▸ WHAT YOU WILL DO
Copy the lines below verbatim, but only from the line containing "Guideline: for each instance of the yellow post" through the end of the data.
[start of GIVEN ENTRIES]
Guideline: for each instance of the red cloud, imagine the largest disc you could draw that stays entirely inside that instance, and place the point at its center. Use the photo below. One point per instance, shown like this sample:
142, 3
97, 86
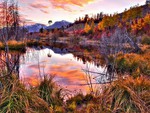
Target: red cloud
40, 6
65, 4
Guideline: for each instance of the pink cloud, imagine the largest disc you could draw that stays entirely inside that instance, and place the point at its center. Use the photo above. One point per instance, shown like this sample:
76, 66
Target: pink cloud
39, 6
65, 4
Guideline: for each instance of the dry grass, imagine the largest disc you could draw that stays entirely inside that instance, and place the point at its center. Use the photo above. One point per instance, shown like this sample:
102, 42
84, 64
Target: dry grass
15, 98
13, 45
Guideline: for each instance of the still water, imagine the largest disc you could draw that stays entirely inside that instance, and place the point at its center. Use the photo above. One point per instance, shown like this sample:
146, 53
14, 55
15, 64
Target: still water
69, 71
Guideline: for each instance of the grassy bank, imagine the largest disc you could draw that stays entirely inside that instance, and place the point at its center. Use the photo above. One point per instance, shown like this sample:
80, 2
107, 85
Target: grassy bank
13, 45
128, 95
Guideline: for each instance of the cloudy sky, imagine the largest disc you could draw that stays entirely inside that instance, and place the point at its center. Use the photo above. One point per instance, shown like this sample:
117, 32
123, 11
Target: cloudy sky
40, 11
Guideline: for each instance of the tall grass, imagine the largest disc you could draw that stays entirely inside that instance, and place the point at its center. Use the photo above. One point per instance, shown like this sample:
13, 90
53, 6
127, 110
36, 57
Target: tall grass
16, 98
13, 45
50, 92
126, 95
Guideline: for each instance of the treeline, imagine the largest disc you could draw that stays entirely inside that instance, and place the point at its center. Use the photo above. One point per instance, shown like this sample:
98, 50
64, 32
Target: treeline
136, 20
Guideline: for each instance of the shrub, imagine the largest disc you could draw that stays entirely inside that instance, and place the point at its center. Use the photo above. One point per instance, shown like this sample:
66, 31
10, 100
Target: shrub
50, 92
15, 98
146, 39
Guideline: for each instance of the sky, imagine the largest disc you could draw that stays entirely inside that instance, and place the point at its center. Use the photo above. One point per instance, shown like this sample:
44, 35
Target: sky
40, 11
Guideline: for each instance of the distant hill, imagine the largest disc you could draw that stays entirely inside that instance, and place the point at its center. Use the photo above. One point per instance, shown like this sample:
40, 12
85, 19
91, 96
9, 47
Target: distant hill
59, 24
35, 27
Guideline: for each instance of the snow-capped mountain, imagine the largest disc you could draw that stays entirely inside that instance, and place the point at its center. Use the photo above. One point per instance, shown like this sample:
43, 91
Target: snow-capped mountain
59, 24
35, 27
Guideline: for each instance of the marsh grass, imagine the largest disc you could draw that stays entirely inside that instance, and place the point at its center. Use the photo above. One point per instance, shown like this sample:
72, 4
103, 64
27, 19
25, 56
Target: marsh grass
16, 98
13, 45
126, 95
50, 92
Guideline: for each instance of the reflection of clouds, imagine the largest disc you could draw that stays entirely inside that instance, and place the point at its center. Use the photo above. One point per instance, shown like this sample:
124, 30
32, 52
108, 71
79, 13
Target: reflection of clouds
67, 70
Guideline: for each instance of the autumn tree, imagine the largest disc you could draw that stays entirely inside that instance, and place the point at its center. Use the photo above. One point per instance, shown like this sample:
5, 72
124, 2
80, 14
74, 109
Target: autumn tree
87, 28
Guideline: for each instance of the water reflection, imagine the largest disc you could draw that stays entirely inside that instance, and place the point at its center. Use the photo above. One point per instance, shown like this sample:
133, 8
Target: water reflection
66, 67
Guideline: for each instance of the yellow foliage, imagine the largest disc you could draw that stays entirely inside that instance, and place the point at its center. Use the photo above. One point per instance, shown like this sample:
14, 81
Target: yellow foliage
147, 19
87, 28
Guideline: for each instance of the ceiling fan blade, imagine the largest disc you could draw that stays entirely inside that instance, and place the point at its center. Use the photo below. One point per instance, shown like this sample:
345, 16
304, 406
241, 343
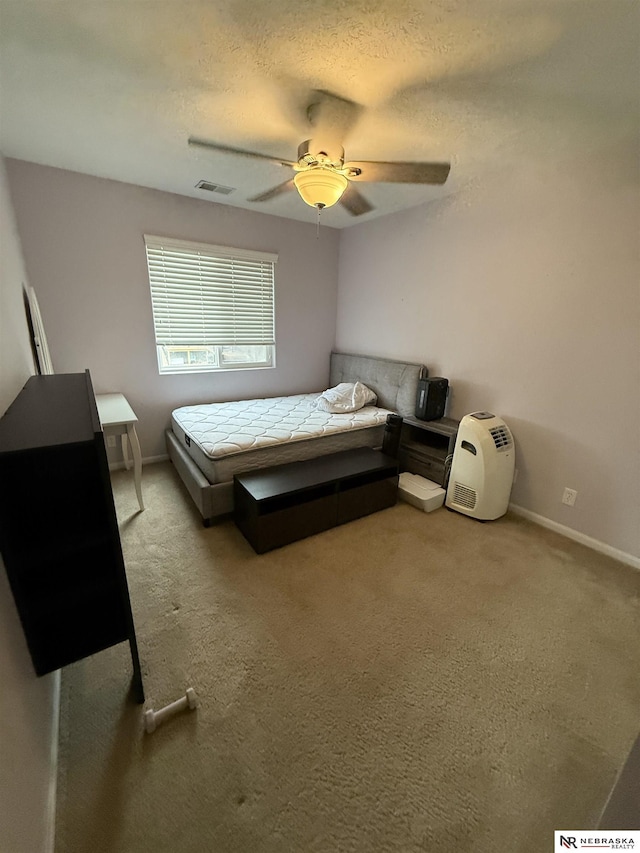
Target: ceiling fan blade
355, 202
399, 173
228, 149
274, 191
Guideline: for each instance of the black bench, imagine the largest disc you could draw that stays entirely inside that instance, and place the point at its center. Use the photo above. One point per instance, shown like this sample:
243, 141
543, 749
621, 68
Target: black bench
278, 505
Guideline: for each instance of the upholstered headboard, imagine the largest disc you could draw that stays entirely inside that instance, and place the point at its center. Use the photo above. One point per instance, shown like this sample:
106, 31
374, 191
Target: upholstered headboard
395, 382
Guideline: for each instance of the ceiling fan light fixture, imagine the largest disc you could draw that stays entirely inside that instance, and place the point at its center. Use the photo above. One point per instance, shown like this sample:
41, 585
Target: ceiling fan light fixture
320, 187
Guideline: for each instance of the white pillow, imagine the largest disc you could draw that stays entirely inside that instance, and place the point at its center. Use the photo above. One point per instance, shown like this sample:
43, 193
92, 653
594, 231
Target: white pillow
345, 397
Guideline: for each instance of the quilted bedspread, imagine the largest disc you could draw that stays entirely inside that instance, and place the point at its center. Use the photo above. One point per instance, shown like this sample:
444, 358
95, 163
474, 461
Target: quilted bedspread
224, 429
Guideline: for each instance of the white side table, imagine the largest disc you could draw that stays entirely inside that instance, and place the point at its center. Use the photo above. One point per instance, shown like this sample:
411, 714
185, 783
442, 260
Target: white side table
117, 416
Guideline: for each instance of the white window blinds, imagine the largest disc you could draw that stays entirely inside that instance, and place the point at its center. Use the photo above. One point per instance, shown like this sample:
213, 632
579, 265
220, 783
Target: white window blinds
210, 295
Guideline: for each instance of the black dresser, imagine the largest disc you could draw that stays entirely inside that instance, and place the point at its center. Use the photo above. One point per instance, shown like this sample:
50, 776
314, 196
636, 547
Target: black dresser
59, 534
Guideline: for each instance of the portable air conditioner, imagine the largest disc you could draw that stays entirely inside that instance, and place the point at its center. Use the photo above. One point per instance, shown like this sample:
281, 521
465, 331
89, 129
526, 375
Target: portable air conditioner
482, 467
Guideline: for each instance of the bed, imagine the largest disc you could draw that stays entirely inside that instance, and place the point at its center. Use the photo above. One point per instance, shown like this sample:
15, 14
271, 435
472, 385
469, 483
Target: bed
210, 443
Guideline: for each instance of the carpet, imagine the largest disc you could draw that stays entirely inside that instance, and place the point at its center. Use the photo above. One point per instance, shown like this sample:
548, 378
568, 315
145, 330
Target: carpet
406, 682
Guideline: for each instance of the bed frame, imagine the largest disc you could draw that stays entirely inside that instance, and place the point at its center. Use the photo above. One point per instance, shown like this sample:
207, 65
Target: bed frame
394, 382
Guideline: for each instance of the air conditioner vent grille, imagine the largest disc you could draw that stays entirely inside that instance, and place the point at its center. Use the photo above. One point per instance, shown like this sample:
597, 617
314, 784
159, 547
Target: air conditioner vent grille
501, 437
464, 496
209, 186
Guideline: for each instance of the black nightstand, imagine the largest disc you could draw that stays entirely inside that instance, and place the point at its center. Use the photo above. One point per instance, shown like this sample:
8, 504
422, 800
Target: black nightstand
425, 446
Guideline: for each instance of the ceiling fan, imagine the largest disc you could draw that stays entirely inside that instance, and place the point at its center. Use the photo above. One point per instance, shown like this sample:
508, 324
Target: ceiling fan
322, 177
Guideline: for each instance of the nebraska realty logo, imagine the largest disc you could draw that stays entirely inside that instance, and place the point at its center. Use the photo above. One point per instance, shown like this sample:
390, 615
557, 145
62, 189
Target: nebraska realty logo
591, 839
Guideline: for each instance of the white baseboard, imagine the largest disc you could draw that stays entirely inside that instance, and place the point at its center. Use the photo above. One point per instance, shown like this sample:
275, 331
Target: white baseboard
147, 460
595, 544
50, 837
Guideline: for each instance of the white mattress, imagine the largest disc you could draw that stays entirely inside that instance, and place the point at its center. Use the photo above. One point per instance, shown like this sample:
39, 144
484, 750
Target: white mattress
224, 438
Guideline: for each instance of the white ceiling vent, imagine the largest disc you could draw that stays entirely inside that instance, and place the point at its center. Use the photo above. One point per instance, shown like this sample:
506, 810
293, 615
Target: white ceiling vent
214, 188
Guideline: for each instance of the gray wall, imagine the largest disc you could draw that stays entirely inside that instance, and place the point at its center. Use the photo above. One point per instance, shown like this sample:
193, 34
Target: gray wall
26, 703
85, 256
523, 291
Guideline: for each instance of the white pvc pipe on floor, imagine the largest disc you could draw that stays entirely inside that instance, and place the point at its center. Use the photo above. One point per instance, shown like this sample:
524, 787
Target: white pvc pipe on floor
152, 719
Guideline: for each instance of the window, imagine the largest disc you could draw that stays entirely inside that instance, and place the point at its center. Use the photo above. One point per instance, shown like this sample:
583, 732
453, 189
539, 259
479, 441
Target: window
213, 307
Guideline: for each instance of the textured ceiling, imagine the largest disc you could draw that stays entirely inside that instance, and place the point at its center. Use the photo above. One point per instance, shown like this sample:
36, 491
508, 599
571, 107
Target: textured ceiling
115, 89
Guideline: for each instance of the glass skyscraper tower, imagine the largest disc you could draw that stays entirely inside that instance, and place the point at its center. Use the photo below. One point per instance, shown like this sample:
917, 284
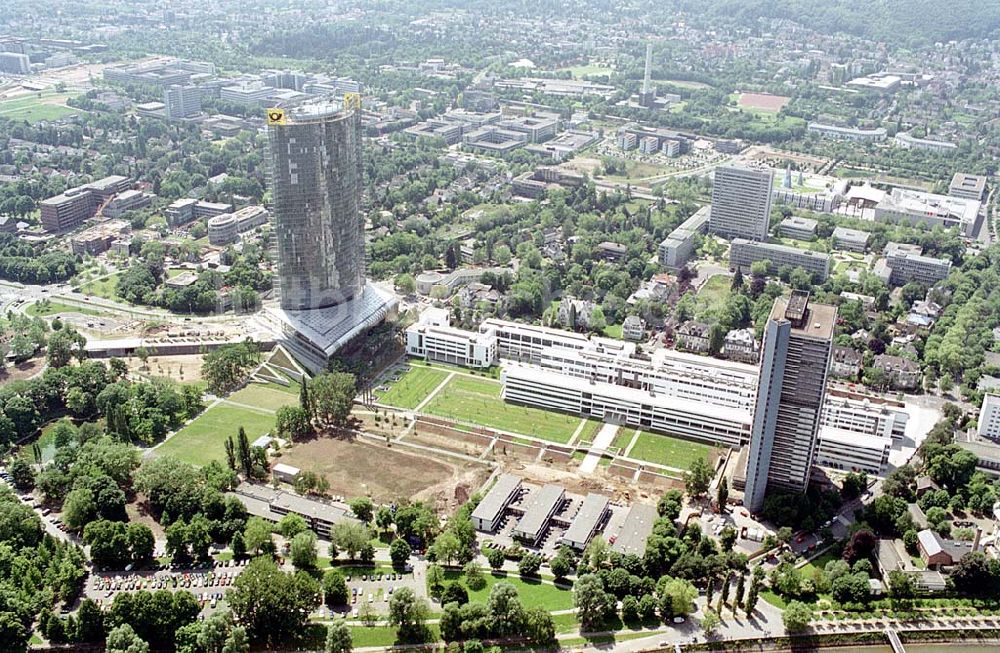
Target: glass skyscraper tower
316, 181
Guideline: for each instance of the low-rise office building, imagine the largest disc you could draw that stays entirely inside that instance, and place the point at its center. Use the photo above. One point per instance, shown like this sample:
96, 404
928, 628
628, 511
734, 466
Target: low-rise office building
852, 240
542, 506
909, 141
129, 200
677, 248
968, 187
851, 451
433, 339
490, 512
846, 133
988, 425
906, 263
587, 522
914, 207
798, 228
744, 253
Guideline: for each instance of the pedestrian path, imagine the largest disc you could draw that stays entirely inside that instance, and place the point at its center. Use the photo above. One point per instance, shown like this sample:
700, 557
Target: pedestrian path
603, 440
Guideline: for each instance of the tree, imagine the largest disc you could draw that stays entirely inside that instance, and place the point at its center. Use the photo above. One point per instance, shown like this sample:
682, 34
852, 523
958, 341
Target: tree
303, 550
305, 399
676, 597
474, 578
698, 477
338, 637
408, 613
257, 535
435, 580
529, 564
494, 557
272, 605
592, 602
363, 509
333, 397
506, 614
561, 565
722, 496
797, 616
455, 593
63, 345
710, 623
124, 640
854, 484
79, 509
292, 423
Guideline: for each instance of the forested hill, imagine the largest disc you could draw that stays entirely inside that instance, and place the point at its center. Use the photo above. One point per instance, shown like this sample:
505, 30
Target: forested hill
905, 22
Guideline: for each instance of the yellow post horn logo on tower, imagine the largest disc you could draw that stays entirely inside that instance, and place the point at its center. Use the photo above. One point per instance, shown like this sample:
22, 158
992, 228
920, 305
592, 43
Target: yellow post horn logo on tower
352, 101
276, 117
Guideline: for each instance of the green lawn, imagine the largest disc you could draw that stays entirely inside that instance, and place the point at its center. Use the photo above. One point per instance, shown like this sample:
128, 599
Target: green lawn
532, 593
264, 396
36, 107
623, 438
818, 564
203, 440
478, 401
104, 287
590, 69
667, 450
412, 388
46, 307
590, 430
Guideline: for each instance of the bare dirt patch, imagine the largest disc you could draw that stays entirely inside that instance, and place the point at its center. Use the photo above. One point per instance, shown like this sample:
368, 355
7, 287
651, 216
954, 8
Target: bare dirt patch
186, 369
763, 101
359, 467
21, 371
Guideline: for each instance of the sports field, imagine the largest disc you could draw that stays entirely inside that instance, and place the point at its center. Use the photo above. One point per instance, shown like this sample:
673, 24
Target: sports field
[end of GIVEN ENTRIES]
▸ RESPONSE TO THIS TASK
Guideline: for each instance of the yellow post horn logo on tower, imagine the largest disc you could draw that stays entirely inside that instance, and place the point at its center. Use the photo above. One point per instance, shown like this sample:
22, 158
992, 228
920, 305
592, 43
Target: yellow post horn logo on tower
352, 101
276, 117
Guideline: for each instance of the green lawn, imagine the largest disc you could draw that stays entirely inside that instance, and place the point at its center. Use the photo above. One point per instance, shown like this sample:
128, 599
Target: green lawn
532, 593
264, 396
36, 107
623, 438
818, 564
203, 440
478, 401
104, 287
590, 69
667, 450
412, 388
46, 307
590, 430
Guideline: for each instance of the bare dirt patch, imagine the largest disc you could draw that stays entirely inside that instance, and place the point at its center. Use the photo above. One point per instance, shown like this sample:
368, 355
7, 287
651, 216
954, 8
Target: bare dirt patch
186, 369
763, 101
359, 467
21, 371
Guideline: for each instance of the sports field, imagine the largest disc you could draw that stays entirely inside that instance, and place the point at its center. Use the photo above. One point per instance, shown like this sample:
673, 24
Target: sports field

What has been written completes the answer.